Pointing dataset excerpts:
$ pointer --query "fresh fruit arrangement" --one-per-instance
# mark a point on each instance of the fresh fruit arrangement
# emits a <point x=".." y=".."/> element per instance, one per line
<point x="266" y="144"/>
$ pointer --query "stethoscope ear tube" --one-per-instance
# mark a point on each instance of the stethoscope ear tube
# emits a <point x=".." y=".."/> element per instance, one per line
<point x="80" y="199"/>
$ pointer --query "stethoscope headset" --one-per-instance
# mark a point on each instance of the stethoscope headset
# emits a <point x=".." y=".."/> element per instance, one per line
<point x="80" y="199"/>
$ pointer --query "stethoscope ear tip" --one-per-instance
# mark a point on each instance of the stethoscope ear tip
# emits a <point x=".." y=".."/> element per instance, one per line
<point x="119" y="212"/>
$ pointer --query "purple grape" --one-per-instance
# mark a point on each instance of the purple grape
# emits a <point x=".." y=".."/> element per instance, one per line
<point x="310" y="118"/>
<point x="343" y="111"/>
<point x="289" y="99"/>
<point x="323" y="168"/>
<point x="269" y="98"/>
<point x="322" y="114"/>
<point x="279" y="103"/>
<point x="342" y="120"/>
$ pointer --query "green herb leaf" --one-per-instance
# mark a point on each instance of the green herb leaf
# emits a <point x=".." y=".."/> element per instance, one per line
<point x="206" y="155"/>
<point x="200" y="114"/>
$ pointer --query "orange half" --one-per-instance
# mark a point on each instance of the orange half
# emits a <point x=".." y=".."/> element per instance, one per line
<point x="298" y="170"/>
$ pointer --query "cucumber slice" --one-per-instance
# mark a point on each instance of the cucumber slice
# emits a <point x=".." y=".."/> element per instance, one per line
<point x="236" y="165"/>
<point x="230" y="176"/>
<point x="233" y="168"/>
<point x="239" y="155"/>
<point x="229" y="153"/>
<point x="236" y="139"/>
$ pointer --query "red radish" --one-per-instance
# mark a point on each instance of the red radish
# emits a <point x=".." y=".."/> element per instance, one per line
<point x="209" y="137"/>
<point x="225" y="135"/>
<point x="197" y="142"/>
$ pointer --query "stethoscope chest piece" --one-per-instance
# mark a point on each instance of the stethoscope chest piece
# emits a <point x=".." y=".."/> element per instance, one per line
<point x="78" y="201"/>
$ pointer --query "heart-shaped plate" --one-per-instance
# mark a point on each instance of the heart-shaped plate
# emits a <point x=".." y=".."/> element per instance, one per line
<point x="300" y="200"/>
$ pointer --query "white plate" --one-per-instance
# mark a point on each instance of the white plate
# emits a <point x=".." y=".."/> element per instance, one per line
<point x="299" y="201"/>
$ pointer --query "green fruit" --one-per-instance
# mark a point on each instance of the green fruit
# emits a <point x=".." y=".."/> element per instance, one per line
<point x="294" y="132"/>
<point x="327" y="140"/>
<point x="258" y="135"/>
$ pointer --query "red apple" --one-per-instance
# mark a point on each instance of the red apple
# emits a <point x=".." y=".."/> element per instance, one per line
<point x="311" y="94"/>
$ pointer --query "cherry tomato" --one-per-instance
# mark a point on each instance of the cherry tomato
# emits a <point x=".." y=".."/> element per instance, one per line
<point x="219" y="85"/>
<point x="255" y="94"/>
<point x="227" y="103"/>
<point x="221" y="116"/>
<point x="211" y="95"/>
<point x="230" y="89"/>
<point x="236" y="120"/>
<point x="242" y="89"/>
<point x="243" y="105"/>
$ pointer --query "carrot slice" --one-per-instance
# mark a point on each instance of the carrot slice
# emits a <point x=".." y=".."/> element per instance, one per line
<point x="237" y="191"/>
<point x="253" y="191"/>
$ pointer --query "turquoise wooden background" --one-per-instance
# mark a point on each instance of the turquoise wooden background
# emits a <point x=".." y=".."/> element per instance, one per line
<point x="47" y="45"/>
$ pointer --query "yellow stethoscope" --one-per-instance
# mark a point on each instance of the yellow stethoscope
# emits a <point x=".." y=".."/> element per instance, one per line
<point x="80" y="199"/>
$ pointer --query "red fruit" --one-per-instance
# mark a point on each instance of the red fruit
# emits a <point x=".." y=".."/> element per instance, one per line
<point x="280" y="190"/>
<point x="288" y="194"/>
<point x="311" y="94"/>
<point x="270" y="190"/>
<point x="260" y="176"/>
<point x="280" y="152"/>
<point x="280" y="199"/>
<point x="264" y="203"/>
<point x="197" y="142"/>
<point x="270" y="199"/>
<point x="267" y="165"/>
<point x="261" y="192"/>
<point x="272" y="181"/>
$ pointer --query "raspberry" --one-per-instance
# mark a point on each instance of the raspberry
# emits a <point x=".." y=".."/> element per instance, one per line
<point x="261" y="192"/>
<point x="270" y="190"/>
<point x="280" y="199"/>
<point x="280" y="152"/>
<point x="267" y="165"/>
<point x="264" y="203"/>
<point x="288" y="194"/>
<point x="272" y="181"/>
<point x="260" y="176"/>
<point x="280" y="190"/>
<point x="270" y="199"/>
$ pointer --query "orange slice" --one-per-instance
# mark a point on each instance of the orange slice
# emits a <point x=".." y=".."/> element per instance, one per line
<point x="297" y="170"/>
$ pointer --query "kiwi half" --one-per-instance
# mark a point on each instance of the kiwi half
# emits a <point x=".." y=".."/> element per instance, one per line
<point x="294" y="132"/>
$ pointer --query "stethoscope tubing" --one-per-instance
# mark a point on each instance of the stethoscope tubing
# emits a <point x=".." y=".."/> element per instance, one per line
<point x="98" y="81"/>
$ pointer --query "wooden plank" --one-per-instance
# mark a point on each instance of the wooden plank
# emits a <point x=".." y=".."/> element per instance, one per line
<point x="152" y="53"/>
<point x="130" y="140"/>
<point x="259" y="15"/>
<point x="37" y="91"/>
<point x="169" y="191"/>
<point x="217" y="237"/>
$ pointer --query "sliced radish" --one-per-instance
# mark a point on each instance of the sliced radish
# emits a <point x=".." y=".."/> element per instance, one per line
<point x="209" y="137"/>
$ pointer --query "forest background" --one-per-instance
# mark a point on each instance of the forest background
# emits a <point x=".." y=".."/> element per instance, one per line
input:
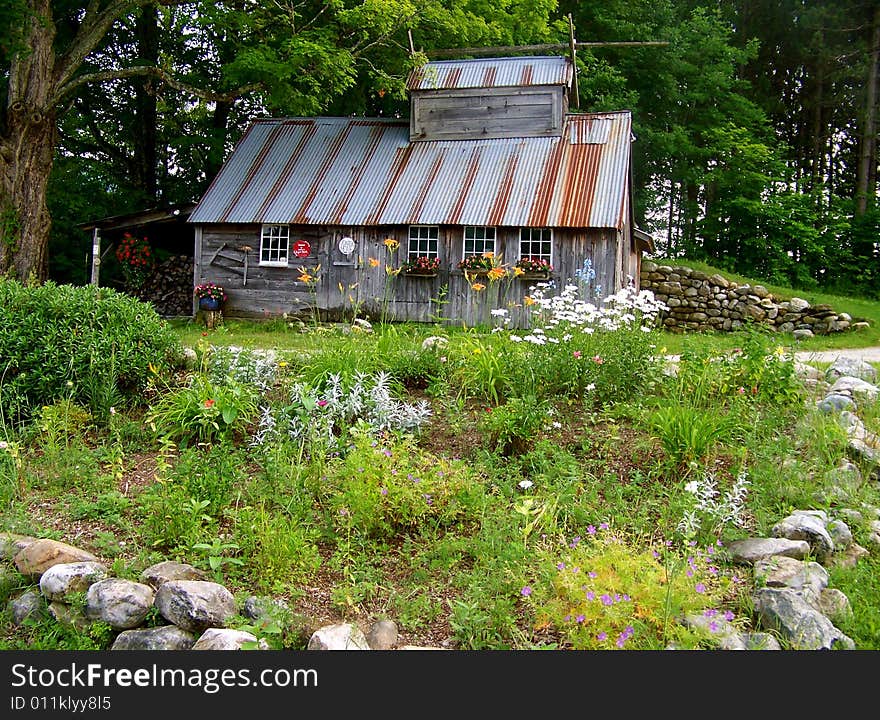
<point x="756" y="120"/>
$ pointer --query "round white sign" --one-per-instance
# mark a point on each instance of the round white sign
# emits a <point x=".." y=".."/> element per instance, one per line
<point x="346" y="246"/>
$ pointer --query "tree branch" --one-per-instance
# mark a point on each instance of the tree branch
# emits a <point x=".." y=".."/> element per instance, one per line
<point x="161" y="75"/>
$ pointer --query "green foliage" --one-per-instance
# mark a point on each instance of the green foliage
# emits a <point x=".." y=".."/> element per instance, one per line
<point x="602" y="593"/>
<point x="511" y="428"/>
<point x="687" y="434"/>
<point x="204" y="411"/>
<point x="280" y="551"/>
<point x="60" y="342"/>
<point x="382" y="490"/>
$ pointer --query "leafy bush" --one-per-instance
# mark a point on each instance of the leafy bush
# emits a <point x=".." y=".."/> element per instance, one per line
<point x="384" y="490"/>
<point x="511" y="428"/>
<point x="602" y="593"/>
<point x="94" y="338"/>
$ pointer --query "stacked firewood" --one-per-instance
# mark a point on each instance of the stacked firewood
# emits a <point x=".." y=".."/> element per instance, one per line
<point x="170" y="287"/>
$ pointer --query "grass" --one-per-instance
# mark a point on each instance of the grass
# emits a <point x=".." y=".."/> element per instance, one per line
<point x="460" y="525"/>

▶ Exercise directions
Copy the entries above faithfully and omit every image.

▶ Written solution
$ pointer --query "fresh fruit arrangement" --one-per-instance
# mark a point on each instance of the fresh fruit arrangement
# emits a <point x=".." y=".."/> element per instance, one per line
<point x="266" y="144"/>
$ pointer --query "stethoscope ear tube" --one-per-instance
# mark a point on each instance of the stethoscope ear tube
# emits a <point x=".." y=".."/> element per instance, one per line
<point x="80" y="199"/>
$ pointer --query "stethoscope headset" --one-per-instance
# mark a point on each instance of the stethoscope headset
# emits a <point x=".." y=".."/> element per instance, one per line
<point x="80" y="199"/>
$ pointer --query "stethoscope ear tip" --one-per-instance
# mark a point on each instance of the stethoscope ear tip
# emits a <point x=".." y=".."/> element per instance, one per line
<point x="119" y="212"/>
$ pointer --query "purple grape" --one-per-instance
# mark a point on each instance of the purple grape
# emits a <point x=".." y=".."/> element per instance, one per line
<point x="310" y="118"/>
<point x="343" y="111"/>
<point x="289" y="99"/>
<point x="323" y="168"/>
<point x="269" y="98"/>
<point x="322" y="114"/>
<point x="279" y="103"/>
<point x="342" y="120"/>
$ pointer --query "green herb leaf" --one-per-instance
# mark a point on each instance of the green herb leaf
# emits a <point x=".." y=".."/> element per instance, one per line
<point x="206" y="155"/>
<point x="200" y="114"/>
$ pointer --query "orange half" --one-per-instance
# mark a point on each instance of the orange half
# emits a <point x=".." y=".."/> element per instance, one per line
<point x="298" y="170"/>
$ pointer --query "cucumber slice" --one-per-instance
# mark a point on each instance of the cucumber slice
# emits a <point x=".." y=".."/> element per instance, one per line
<point x="236" y="165"/>
<point x="230" y="176"/>
<point x="233" y="168"/>
<point x="239" y="155"/>
<point x="229" y="153"/>
<point x="236" y="139"/>
$ pointer --query "red radish" --one-per-instance
# mark a point on each instance of the red radish
# emits a <point x=".." y=".."/> element per instance, one per line
<point x="209" y="137"/>
<point x="225" y="135"/>
<point x="197" y="142"/>
$ pointer --query "stethoscope chest piece" --one-per-instance
# mark a point on each instance of the stethoscope chest piece
# emits a <point x=".." y=".."/> element per instance, one per line
<point x="78" y="201"/>
$ pointer --query "heart-shaped plate" --one-per-instance
# mark a point on each instance of the heart-shaped plate
# emits a <point x=".." y=".."/> element per instance, one per line
<point x="300" y="200"/>
$ pointer --query "white plate" --one-per-instance
# mark a point on each instance of the white plate
# emits a <point x=".." y=".."/> element per instance, one per line
<point x="299" y="201"/>
$ pointer --query "green fruit" --one-per-instance
# mark a point on each instance of the green fruit
# emits a <point x=".." y=".."/> element per instance, one per line
<point x="294" y="132"/>
<point x="327" y="140"/>
<point x="258" y="135"/>
$ pointer --query "red apple" --one-per-instance
# mark a point on each instance of the red apple
# emits a <point x=".." y=".."/> element per instance, one per line
<point x="311" y="94"/>
$ pointer --query "cherry tomato" --one-per-instance
# mark a point on each instance of the cherry tomato
# emits a <point x=".." y=".."/> element per instance, one per line
<point x="219" y="85"/>
<point x="255" y="94"/>
<point x="227" y="103"/>
<point x="221" y="116"/>
<point x="211" y="95"/>
<point x="230" y="89"/>
<point x="236" y="120"/>
<point x="242" y="89"/>
<point x="243" y="105"/>
$ pointer --query "carrot slice" --one-per-instance
# mark a point on each instance of the carrot slice
# emits a <point x=".." y=".."/> element per instance, one per line
<point x="237" y="191"/>
<point x="253" y="191"/>
$ pointer --query "turquoise wooden background" --one-per-instance
# mark a point on each instance of the turquoise wooden background
# emits a <point x=".." y=".."/> element per instance, one per line
<point x="47" y="45"/>
$ pointer --query "yellow stethoscope" --one-per-instance
# mark a point on each instance of the yellow stethoscope
# emits a <point x=".." y=".."/> element per instance, one per line
<point x="80" y="199"/>
$ pointer --query "red fruit" --one-per-instance
# mark a point on each instance of the red fruit
# emits a <point x=".." y=".."/> element per instance, one per line
<point x="280" y="190"/>
<point x="288" y="194"/>
<point x="311" y="94"/>
<point x="270" y="190"/>
<point x="260" y="176"/>
<point x="280" y="152"/>
<point x="280" y="199"/>
<point x="264" y="203"/>
<point x="197" y="142"/>
<point x="270" y="199"/>
<point x="267" y="165"/>
<point x="261" y="192"/>
<point x="272" y="181"/>
$ pointer --query "raspberry" --one-per-instance
# mark a point on each instance of the raspberry
# emits a <point x=".." y=".."/> element per instance, one per line
<point x="261" y="192"/>
<point x="270" y="190"/>
<point x="280" y="199"/>
<point x="280" y="152"/>
<point x="267" y="165"/>
<point x="264" y="203"/>
<point x="288" y="194"/>
<point x="272" y="181"/>
<point x="260" y="176"/>
<point x="280" y="190"/>
<point x="270" y="199"/>
$ pointer --query "orange slice" --one-per-instance
# mark a point on each instance of the orange slice
# emits a <point x=".." y=".."/> element per instance, one per line
<point x="297" y="170"/>
$ pointer --query "kiwi half" --one-per-instance
# mark a point on each instance of the kiwi half
# emits a <point x=".." y=".."/> element per instance, one per line
<point x="294" y="132"/>
$ pointer --query "stethoscope tubing" --one-per-instance
# mark a point on each instance of the stethoscope tubing
# emits a <point x=".." y=".."/> element per instance, one per line
<point x="98" y="81"/>
$ pointer --query "wooden plank" --one-per-instance
# mark a point on each instance of the wooden plank
# emits a <point x=".." y=".."/> element per instance, one per line
<point x="152" y="53"/>
<point x="130" y="140"/>
<point x="259" y="15"/>
<point x="37" y="91"/>
<point x="169" y="191"/>
<point x="217" y="237"/>
$ pointer --query "sliced radish" --one-per-instance
# mark a point on each instance of the sliced radish
# emits a <point x=".." y=".."/> element per instance, one per line
<point x="209" y="137"/>
$ pointer --query "forest background" --one-per-instance
# mark a point on each instance of the forest background
# emits a <point x=".." y=".."/> element per instance, one per line
input:
<point x="756" y="120"/>
$ pointer --query "round white sign" --one-per-instance
# mark a point on each instance of the round white sign
# emits a <point x=".." y=".."/> element per instance, one per line
<point x="346" y="246"/>
$ pointer --query "tree branch" --one-per-instance
# mark a point on each instance of the tree branch
# emits a <point x=".." y=".."/> element per instance, one per line
<point x="161" y="75"/>
$ pointer --query "green foliage" --one-per-instance
# mark a point on each instance of the green foliage
# emits a <point x=".." y=".."/> element per instance, one per line
<point x="602" y="593"/>
<point x="511" y="428"/>
<point x="687" y="434"/>
<point x="204" y="411"/>
<point x="280" y="551"/>
<point x="60" y="342"/>
<point x="382" y="490"/>
$ pointer --query "leafy bush" --one-per-instance
# mark a point on each instance of the leafy bush
# emits a <point x=".." y=".."/> element per instance, one per line
<point x="384" y="490"/>
<point x="511" y="428"/>
<point x="602" y="593"/>
<point x="94" y="338"/>
$ pointer --query "stacked firewood" --one-per-instance
# mark a point on each instance of the stacked firewood
# emits a <point x=".." y=".."/> element per instance, one per line
<point x="170" y="287"/>
$ pointer --query "grass" --one-per-instance
# mark a point on each instance of the grass
# emits a <point x=".." y=".."/> element per instance, one per line
<point x="460" y="525"/>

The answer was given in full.